§ Source extract:

------------------------------------------------------------------------

The transcript of the NHS reform-related sections of the most recent Any Questions reveal a few choice points on the current thinking of Our Saviour Andrew Lansley.

1. 'I will deny thee eight times' - Our Saviour is silent whether GPs can choose between providers of equal quality on the basis of price
Our Saviour Lansley gamely tried his "quality is what will drive competition in the NHS" schtick, and was pressed by chair Johnathan Dimbleby on whether commissioners would be able to choose providers on price.

Our Saviour initially flailed away at Labour's inept volume guarantees in its ISTC deals, but then repeatedly refused to answer Dimbleby's question that when quality is equivalent, could GPs choose provider on price?

Lansley refused to answer this question eight times.

Nevertheless, his non-answers contain an interesting formulation of words: "Any Willing Provider doesn’t mean you choose the private sector over the public sector provider. It means whoever can meet the quality of care that you’re looking for and whoever can provide that to NHS standards within NHS prices, then they should be able to provide that service".

------------------------------------------------------------------------

§ Data to examine:
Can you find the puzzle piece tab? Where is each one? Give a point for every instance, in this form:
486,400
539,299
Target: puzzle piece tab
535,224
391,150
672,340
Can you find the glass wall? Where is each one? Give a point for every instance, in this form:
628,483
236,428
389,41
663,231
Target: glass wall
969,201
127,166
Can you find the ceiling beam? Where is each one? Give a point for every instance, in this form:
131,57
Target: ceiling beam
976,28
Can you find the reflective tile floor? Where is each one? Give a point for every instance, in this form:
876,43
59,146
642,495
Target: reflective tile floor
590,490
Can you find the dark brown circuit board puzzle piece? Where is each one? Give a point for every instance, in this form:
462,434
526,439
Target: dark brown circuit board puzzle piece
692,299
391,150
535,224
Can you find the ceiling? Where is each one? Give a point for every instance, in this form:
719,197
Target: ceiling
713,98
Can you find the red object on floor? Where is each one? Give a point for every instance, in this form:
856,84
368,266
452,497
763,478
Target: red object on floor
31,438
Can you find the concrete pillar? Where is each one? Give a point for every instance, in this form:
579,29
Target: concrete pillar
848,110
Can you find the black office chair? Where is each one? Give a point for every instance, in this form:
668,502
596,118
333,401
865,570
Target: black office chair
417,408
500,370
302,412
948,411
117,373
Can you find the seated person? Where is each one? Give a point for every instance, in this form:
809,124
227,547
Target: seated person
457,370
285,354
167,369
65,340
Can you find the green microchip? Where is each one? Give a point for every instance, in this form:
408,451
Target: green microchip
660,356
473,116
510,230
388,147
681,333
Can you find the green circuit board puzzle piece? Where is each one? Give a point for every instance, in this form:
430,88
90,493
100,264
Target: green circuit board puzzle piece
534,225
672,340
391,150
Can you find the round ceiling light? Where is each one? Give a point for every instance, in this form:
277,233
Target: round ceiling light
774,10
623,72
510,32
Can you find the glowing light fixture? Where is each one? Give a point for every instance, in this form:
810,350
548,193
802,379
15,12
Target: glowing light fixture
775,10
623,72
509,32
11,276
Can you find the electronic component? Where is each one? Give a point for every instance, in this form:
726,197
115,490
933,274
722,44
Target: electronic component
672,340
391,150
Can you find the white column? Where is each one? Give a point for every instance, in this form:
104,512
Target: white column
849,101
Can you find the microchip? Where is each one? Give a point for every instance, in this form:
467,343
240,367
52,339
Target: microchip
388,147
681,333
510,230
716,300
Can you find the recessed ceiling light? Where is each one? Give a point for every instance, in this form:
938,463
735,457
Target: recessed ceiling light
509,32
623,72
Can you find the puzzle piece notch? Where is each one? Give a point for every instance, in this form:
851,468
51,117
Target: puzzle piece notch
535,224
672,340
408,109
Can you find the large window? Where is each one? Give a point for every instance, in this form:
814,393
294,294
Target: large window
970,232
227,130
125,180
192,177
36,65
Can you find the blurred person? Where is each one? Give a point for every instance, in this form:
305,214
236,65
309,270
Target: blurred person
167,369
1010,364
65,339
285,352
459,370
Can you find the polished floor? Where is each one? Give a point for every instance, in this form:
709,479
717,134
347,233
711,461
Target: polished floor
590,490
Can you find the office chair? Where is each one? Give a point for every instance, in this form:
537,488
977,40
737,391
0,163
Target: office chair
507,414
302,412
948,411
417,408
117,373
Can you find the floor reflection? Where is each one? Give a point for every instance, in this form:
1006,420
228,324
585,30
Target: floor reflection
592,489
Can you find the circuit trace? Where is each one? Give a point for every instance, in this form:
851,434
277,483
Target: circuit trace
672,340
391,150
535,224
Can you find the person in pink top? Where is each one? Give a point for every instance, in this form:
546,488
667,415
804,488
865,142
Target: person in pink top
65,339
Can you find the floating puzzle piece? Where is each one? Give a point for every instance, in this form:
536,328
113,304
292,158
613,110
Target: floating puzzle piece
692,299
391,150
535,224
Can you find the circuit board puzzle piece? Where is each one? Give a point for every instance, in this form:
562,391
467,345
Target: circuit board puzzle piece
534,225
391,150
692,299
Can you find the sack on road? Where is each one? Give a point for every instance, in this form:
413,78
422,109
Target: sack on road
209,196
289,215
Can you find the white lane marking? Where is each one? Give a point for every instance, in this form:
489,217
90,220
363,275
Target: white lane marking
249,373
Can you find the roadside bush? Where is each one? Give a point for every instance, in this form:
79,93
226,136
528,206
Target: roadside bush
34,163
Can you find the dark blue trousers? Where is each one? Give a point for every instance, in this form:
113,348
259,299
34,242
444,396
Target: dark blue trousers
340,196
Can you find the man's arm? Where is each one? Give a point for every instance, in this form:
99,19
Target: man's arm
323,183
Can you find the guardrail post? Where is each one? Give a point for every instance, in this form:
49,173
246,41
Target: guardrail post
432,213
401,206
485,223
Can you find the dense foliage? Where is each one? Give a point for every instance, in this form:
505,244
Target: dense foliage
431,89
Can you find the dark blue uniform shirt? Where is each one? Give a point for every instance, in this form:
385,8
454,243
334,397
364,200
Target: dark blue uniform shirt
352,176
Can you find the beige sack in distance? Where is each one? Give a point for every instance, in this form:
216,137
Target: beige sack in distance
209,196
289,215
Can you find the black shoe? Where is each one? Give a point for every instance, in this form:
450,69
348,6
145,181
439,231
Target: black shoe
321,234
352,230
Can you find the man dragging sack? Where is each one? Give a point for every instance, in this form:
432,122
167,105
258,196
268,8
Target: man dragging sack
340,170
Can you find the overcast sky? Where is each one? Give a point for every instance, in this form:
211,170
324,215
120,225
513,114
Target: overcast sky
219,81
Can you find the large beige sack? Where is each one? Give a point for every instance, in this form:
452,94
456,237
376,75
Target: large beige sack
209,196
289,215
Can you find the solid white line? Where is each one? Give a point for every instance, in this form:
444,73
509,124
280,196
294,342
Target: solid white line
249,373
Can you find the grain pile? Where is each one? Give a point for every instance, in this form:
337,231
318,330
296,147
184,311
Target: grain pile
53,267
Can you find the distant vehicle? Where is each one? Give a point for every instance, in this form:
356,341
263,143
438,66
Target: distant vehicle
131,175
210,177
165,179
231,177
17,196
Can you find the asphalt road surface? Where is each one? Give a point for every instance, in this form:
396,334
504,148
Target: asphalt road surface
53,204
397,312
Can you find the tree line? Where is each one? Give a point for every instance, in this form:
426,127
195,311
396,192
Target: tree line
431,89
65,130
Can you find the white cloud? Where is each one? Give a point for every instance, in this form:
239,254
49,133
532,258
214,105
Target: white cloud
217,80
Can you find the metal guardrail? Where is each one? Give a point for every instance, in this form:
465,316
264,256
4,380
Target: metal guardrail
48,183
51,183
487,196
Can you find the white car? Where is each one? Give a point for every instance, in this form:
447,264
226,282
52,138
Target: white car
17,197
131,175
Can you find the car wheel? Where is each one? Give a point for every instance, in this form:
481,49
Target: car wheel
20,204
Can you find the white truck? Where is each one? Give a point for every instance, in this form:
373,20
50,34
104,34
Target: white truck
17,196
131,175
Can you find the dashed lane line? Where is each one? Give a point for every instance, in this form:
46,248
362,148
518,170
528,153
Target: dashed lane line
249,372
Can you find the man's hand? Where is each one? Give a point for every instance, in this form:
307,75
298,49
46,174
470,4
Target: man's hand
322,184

------------------------------------------------------------------------

§ What you will do:
A - Which abbreviations appear in the extract on Lansley and NHS reform?
B - Can you carry on the piece about Lansley's Any Questions answers, picking up after its final sentence?
The records come from a different source than the text.

§ Outputs in order:
A - NHS, GPs, ISTC

B -
At last, on the ninth time of asking, Dimbleby rephrased to the simpler question of whether Our Saviour had any view himself: "is it a matter of indifference so far as you’re concerned whether it (provision)’s public or private if certain criteria are satisfied?"

Our Saviour deigned to reply, "If the quality is satisfied, absolutely, because what we’re looking for is the best quality".

2. Our Saviour struggles with reality
That's reality as in 'real terms' funding. The Kings Fund's iridescent chief economist Professor John Appleby patiently explained this one back in December 2010, since when inflation has continued to climb.

Yet Our Saviour replied to PAC chair Margaret Hodge's comments"the NHS is not being kept even at a level, in real terms –" by stating, "Yes it is".

Ahem.

3. RIP commissioning: long live pathways
Out Saviour has often in the past spoken about prescribing and referral as 'commissioning', leading to a widespread view that he does not actually understand the cyclical, iterative, plan-do-study-act nature of the job.

In this broadcast, Our Saviour said an extraordinary thing: "GPs, by and large, believe that they, frontline health professionals with the responsibility for their patients and their population, are actually best placed to design the services, even if somebody else is then responsible, on the basis of the design they’re looking for – at agreeing the contracts and monitoring the contracts".

This is insane, at several different levels.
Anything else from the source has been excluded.